(Recorded data)

________

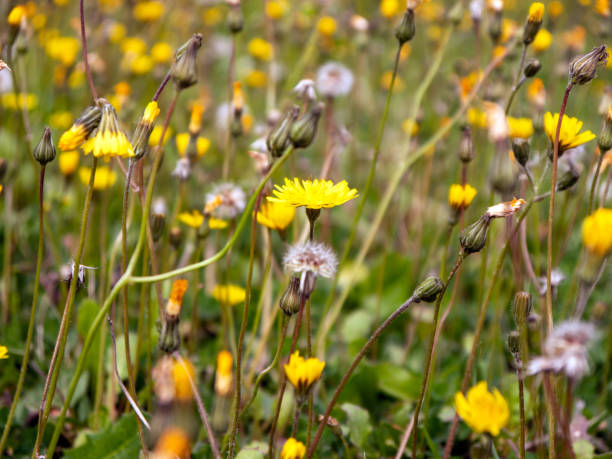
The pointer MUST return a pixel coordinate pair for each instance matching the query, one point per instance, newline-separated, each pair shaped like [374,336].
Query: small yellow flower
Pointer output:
[260,49]
[303,373]
[313,194]
[68,162]
[293,449]
[542,41]
[229,294]
[148,11]
[597,232]
[105,178]
[482,410]
[461,196]
[326,26]
[570,135]
[193,219]
[182,372]
[275,215]
[521,128]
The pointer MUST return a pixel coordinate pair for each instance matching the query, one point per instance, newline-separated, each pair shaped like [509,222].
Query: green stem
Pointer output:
[26,355]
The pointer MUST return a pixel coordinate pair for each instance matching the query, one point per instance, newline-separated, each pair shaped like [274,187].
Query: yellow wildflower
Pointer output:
[597,232]
[542,41]
[293,449]
[260,49]
[482,410]
[275,215]
[313,194]
[326,26]
[521,128]
[105,177]
[570,135]
[303,373]
[68,162]
[148,11]
[461,196]
[193,219]
[182,373]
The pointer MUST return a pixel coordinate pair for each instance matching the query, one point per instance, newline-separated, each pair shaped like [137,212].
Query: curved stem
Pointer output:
[26,354]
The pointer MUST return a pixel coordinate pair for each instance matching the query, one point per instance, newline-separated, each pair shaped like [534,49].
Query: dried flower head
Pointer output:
[565,350]
[311,257]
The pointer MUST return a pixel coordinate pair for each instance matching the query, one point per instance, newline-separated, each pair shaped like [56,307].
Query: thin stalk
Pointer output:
[26,353]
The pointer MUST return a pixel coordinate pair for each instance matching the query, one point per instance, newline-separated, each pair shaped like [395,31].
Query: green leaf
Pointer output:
[118,441]
[358,422]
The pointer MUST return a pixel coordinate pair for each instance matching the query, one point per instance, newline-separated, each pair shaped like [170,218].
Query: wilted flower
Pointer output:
[334,79]
[565,350]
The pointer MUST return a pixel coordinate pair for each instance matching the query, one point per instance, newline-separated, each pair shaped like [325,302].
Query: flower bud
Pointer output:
[521,308]
[532,67]
[45,150]
[184,69]
[406,28]
[290,301]
[474,237]
[582,69]
[278,138]
[303,131]
[520,147]
[428,290]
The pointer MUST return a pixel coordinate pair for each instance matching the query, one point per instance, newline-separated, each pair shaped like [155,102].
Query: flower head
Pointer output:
[293,449]
[311,194]
[229,294]
[482,410]
[275,215]
[570,135]
[109,140]
[311,257]
[565,350]
[303,373]
[597,232]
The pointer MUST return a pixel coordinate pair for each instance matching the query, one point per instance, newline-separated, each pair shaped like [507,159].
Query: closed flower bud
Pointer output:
[521,308]
[303,131]
[520,147]
[474,237]
[184,69]
[406,28]
[582,69]
[45,150]
[532,67]
[290,301]
[428,290]
[278,138]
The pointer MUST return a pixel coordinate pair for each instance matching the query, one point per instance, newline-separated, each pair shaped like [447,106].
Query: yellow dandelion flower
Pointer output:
[461,196]
[521,128]
[597,232]
[229,294]
[68,162]
[293,449]
[313,194]
[260,49]
[193,219]
[109,140]
[542,41]
[148,11]
[182,372]
[326,26]
[303,373]
[570,135]
[482,410]
[105,177]
[275,215]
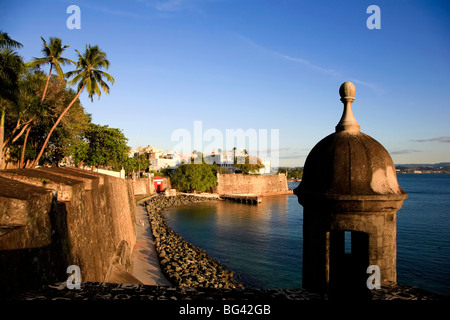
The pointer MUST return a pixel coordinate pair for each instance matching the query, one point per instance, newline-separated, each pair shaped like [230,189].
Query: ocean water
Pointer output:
[263,243]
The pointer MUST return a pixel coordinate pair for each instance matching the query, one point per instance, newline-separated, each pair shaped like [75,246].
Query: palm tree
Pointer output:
[52,55]
[87,75]
[7,43]
[11,65]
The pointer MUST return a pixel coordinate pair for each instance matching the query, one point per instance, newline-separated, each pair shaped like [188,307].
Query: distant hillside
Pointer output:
[424,165]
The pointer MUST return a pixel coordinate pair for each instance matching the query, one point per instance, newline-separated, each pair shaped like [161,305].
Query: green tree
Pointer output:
[87,75]
[248,167]
[191,177]
[52,55]
[106,147]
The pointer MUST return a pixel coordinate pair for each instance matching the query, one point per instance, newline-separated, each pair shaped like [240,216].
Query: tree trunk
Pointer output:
[2,134]
[24,147]
[46,84]
[36,161]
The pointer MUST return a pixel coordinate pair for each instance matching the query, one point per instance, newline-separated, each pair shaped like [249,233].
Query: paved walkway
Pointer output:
[146,266]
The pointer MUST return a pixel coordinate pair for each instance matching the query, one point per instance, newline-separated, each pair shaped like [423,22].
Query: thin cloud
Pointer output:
[445,139]
[311,65]
[306,63]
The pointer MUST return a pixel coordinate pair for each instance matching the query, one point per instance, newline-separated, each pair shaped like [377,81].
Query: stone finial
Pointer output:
[348,122]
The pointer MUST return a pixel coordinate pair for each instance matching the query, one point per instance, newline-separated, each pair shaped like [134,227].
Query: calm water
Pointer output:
[263,244]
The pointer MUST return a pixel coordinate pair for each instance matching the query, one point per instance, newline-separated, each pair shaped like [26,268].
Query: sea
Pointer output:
[262,243]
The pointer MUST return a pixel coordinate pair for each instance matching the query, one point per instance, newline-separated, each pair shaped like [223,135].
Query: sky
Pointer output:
[188,72]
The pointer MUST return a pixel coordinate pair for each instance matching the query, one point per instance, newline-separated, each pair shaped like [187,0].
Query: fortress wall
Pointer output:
[53,218]
[257,184]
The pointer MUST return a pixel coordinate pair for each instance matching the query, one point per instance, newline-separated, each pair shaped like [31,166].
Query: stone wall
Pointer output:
[257,184]
[53,218]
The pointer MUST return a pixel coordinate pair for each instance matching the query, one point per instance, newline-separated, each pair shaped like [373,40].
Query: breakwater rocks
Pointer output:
[181,262]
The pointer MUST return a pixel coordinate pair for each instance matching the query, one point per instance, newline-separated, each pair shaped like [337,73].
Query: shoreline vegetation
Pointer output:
[182,263]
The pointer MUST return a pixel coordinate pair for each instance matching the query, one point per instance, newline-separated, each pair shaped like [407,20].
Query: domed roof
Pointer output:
[348,163]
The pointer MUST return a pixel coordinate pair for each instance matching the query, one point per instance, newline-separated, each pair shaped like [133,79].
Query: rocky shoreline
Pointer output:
[182,263]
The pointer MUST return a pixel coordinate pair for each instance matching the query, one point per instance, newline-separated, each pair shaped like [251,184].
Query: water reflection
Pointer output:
[260,242]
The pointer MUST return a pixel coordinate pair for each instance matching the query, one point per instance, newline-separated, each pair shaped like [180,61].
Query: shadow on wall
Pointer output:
[31,268]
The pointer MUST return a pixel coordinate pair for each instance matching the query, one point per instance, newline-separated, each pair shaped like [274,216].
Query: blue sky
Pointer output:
[260,64]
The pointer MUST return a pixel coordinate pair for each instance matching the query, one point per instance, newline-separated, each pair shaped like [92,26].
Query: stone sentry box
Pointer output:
[350,195]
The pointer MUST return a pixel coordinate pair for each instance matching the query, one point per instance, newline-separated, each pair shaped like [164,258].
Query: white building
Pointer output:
[266,169]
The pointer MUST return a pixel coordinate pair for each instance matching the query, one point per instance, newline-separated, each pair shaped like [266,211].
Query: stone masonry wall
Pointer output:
[53,218]
[257,184]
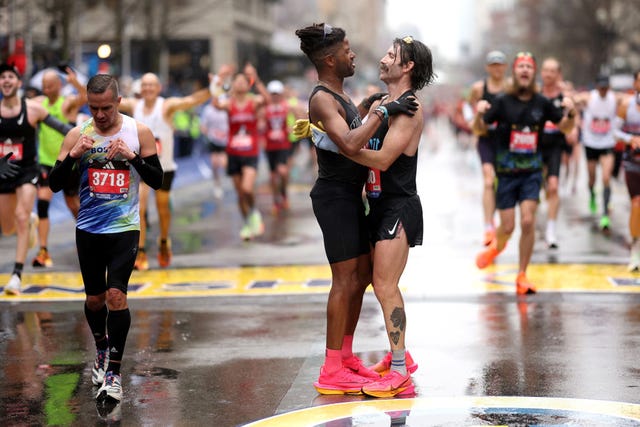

________

* _WHAT IS REQUIRED_
Determine how many lines above contain "stone" and respond with that number only.

* _YOUR RESPONSE_
4